Stored records:
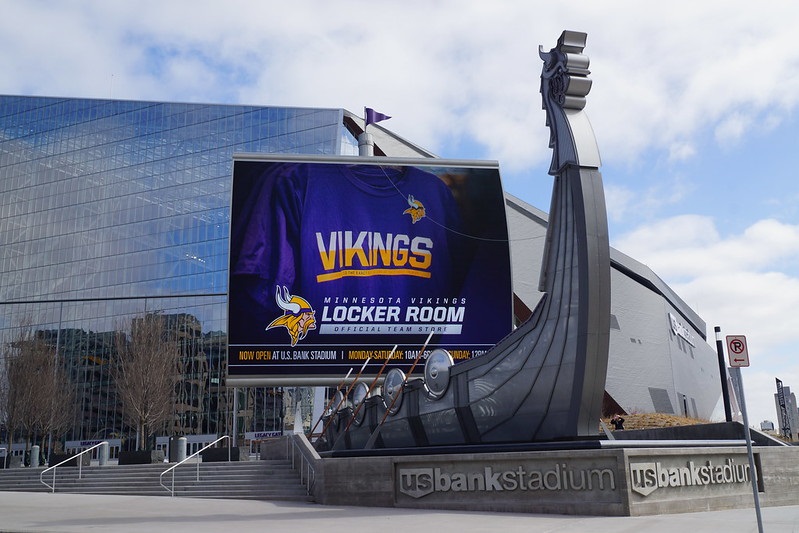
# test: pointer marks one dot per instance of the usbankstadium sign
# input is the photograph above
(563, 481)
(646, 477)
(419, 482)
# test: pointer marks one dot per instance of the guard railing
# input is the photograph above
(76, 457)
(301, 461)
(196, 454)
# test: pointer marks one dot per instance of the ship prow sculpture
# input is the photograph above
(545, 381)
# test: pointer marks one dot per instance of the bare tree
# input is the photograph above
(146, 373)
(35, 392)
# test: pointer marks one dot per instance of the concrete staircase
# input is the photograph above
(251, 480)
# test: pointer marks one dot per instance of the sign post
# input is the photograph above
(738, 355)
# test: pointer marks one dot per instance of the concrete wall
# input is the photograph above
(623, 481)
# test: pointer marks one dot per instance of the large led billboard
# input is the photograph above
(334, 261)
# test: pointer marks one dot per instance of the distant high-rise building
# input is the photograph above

TASK REQUIREMENTS — Scan the records for the word "sign" and copy every line where it is found.

ANSWER BOX —
# test: pointer marks one dot per instance of the usbankstadium sign
# test: pointer marks one dot per instance of the sign post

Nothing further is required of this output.